Set problem: Each record needs to be echoed exactly; can you do that?

— begin Input data —

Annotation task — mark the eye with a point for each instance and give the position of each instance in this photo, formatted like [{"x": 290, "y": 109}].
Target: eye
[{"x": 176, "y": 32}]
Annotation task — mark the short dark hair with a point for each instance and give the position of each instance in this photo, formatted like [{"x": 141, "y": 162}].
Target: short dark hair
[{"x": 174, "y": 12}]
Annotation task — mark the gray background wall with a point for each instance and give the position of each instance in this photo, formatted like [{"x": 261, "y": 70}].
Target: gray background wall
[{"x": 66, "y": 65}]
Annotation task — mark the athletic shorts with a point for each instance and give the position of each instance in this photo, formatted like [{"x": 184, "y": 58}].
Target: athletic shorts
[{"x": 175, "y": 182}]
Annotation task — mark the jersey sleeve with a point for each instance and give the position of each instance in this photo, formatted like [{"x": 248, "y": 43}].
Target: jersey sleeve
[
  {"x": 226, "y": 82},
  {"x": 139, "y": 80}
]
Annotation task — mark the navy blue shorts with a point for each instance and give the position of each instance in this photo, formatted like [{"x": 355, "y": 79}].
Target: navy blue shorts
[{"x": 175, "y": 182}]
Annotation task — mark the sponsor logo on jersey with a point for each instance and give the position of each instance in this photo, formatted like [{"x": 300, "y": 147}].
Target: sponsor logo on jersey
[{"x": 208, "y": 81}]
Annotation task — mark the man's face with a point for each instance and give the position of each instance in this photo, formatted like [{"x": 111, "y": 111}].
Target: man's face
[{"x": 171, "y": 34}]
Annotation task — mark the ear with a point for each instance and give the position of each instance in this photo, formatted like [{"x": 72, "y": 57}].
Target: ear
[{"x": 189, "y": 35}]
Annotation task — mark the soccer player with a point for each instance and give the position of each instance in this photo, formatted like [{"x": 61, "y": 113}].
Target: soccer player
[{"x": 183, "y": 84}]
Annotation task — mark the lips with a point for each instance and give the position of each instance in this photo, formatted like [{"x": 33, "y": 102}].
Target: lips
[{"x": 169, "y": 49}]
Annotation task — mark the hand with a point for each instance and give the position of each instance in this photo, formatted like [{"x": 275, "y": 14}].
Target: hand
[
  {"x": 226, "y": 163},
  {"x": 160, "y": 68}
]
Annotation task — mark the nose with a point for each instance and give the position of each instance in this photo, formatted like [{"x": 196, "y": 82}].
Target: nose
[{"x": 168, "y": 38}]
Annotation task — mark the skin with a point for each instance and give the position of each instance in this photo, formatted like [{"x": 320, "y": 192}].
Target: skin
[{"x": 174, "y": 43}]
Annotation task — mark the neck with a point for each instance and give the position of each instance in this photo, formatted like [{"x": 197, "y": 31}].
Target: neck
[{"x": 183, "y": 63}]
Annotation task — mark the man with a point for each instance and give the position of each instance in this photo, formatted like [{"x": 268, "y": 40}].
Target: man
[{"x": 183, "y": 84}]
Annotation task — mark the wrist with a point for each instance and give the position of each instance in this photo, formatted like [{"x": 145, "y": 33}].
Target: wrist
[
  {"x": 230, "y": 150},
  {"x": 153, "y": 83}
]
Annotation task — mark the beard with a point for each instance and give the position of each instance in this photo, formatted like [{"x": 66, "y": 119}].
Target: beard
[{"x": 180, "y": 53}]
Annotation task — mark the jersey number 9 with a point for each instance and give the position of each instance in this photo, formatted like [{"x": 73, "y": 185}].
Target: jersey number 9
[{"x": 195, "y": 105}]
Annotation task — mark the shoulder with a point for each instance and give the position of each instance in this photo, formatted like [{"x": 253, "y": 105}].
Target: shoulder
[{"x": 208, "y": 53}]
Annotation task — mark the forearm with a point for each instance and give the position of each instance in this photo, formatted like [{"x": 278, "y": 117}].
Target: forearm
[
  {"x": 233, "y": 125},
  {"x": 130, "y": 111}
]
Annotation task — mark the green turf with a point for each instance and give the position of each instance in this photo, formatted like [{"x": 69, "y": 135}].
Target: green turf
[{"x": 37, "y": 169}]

— end Input data —

Task solution:
Annotation task — mark the eye with a point for each instance and give the position of each instance in this photo, formatted like [{"x": 290, "y": 109}].
Target: eye
[{"x": 176, "y": 32}]
Annotation task — mark the short dark hair with a point for each instance and give the position of each instance in this photo, formatted like [{"x": 141, "y": 162}].
Target: short dark hair
[{"x": 174, "y": 12}]
Annotation task — mark the gray background wall with a point for each instance and give the position of each instance in this photo, formatted like [{"x": 261, "y": 70}].
Target: gray background wall
[{"x": 66, "y": 65}]
Annotation task — mark the athletic shorts with a point for each instance and give the position of each instance in this photo, formatted like [{"x": 184, "y": 58}].
Target: athletic shorts
[{"x": 175, "y": 182}]
Annotation task — mark the jersey sleeve with a point for each instance and give the position of each instance in this photo, formatted like [{"x": 248, "y": 43}].
Target: jersey sleeve
[
  {"x": 226, "y": 82},
  {"x": 139, "y": 80}
]
Annotation task — mark the navy blue shorts with a point for each instance and give the position of each instance in this photo, formatted like [{"x": 355, "y": 79}].
Target: navy blue shorts
[{"x": 175, "y": 182}]
Annotation task — mark the sponsor logo on jersey with a point for each instance and give the position of each instance in this photo, formatted like [{"x": 300, "y": 147}].
Target: sponsor logo on jersey
[{"x": 208, "y": 81}]
Annotation task — mark the man's face with a point for each instance and give the position of each instance in this photo, formatted like [{"x": 111, "y": 111}].
Target: man's face
[{"x": 171, "y": 34}]
Annotation task — mark the ear with a point for each instance and give the position of each instance in this photo, formatted like [{"x": 72, "y": 57}].
Target: ear
[{"x": 189, "y": 35}]
Annotation task — mark the soccer player with a point for each instance and give the position of each instance in this photo, formatted like [{"x": 61, "y": 113}].
Target: soccer player
[{"x": 183, "y": 84}]
Annotation task — mark the lips with a point for each instance and give the position of each instance in this photo, formatted like [{"x": 33, "y": 102}].
Target: lips
[{"x": 169, "y": 49}]
Annotation task — mark the hand with a point for each instance and give the position of each instance in this photo, formatted like [{"x": 275, "y": 14}].
Target: hand
[
  {"x": 226, "y": 163},
  {"x": 160, "y": 68}
]
Annotation task — mark the nose with a point for each instance and give the position of each instance in this photo, formatted like [{"x": 196, "y": 82}].
Target: nose
[{"x": 168, "y": 38}]
Annotation task — mark the skin with a point for each instance and give the position of each instance in this photo, formatted like [{"x": 320, "y": 192}].
Target: skin
[{"x": 174, "y": 43}]
Annotation task — mark the neck with a point for each instance and give the position of each instance in this photo, formatted like [{"x": 197, "y": 31}].
Target: neck
[{"x": 183, "y": 63}]
Annotation task — mark the man with a point for each instance and give the position of each instance in this photo, formatted like [{"x": 268, "y": 40}].
Target: man
[{"x": 183, "y": 84}]
Annotation task — mark the wrist with a point for each instance and give the position of each instance in this photo, formatted like [{"x": 145, "y": 33}].
Target: wrist
[
  {"x": 230, "y": 150},
  {"x": 153, "y": 83}
]
Annotation task — mark the beard with a point for each instance and give the position of each instance in this photo, formatted like [{"x": 66, "y": 119}].
Target: beard
[{"x": 180, "y": 53}]
Annotation task — mark the jersey number 9 with a point for each instance and give the position of each instance in this photo, formatted like [{"x": 73, "y": 185}].
Target: jersey number 9
[{"x": 195, "y": 105}]
Annotation task — mark the shoulder with a point for each instance and give the position of each instance in this photo, formatted like [{"x": 253, "y": 105}].
Target: shoulder
[{"x": 208, "y": 53}]
Annotation task — mark the forearm with a point for each instance and give the position of each instance in this photo, formatted like [{"x": 278, "y": 117}].
Target: forearm
[
  {"x": 233, "y": 125},
  {"x": 130, "y": 111}
]
Annotation task — mark the green turf with a point for each instance and give the position of each instance in this photo, formatted like [{"x": 69, "y": 135}].
Target: green turf
[{"x": 37, "y": 169}]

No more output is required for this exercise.